# Available records
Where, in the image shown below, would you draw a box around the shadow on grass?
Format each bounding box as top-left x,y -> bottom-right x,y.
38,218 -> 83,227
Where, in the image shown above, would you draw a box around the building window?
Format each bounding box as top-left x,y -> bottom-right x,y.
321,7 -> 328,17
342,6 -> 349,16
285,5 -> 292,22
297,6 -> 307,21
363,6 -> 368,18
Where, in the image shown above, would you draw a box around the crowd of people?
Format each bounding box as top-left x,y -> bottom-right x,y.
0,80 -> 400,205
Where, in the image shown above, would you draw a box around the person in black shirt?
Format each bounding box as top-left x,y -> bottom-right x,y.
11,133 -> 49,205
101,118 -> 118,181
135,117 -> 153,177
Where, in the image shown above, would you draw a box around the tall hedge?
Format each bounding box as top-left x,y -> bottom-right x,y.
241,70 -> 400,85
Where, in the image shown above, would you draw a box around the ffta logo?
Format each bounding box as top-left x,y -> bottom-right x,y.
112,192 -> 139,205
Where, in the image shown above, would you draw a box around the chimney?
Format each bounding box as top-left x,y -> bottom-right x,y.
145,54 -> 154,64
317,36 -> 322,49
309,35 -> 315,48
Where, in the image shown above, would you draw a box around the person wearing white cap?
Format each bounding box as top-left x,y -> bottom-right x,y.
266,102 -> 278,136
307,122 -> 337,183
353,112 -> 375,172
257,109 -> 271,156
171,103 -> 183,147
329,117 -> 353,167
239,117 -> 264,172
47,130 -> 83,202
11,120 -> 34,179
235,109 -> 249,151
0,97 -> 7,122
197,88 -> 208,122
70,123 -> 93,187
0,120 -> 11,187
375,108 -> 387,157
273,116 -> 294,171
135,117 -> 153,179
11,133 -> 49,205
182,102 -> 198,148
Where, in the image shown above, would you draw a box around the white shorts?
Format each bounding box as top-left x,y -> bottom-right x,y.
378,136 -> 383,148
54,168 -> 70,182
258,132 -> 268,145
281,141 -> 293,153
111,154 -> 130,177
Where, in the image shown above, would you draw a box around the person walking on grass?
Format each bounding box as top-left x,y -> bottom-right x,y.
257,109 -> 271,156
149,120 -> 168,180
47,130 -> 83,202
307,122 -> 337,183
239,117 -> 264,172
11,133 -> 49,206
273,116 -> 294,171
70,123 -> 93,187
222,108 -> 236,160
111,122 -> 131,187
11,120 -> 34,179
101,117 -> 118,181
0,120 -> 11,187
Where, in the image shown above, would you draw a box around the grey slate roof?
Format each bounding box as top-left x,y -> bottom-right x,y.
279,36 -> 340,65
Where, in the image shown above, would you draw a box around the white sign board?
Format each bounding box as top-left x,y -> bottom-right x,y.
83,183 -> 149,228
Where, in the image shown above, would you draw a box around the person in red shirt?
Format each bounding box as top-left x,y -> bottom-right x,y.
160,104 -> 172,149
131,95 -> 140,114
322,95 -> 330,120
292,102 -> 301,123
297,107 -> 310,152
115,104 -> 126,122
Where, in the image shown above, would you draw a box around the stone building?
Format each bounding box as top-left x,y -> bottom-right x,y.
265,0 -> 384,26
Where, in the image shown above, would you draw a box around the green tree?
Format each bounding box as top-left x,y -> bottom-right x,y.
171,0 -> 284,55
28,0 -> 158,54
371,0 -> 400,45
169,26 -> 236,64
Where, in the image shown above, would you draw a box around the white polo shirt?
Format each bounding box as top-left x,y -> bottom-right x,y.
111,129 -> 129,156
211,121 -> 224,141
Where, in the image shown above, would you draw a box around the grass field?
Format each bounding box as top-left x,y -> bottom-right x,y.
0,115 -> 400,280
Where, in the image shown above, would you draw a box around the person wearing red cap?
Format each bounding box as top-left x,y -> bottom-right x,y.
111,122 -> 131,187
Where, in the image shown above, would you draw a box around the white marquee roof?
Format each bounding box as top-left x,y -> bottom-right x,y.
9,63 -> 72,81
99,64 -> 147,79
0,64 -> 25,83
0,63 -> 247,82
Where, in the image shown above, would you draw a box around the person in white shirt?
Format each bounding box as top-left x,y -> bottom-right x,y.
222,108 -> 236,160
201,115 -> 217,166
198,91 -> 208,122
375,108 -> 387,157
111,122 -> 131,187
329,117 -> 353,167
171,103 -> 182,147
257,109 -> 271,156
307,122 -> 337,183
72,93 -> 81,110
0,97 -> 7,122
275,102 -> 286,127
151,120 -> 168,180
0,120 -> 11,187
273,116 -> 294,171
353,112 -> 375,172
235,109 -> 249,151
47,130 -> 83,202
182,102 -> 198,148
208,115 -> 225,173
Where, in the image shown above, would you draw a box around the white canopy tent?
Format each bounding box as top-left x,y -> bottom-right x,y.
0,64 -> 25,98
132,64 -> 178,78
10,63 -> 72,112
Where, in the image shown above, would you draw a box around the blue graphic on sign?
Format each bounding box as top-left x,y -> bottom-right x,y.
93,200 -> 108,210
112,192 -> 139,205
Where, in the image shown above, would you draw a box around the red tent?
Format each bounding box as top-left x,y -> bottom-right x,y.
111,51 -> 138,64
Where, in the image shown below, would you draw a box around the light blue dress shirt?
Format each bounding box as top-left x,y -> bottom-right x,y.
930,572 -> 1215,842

# Do this
Reproduce the rows word for word, from the line with "the stone building?" up to and including the line with "0,63 -> 247,82".

# Worked solution
Where, in the image shown above, would you draw a box around the stone building?
Format each bounding box as top-left x,y -> bottom-right x,y.
265,0 -> 384,26
Where, in the image shown above, would you draw a box around the green tree?
Format each bounding box as top-left x,y -> bottom-right x,y.
171,0 -> 284,55
28,0 -> 158,54
371,0 -> 400,45
169,26 -> 236,64
Where, in the image shown above, would you draw a box around the white polo shirt?
Format each bounding box as top-left x,y -> bottom-right x,y.
111,129 -> 129,156
211,121 -> 224,141
Where, in the image shown above, would you draw a box around the grass field?
Format each bounding box as top-left x,y -> bottom-right x,y.
0,115 -> 400,280
Where, in the image shown above, would you draw a box around the person wearing red cap?
Format each bounding box as top-left x,y -> bottom-right x,y.
111,122 -> 131,187
Where, in the image shown above, would you draw a box around the white marquee roof?
Format each bounding box as top-left x,y -> bottom-right x,y.
9,63 -> 72,81
99,64 -> 147,79
0,64 -> 25,83
0,63 -> 247,82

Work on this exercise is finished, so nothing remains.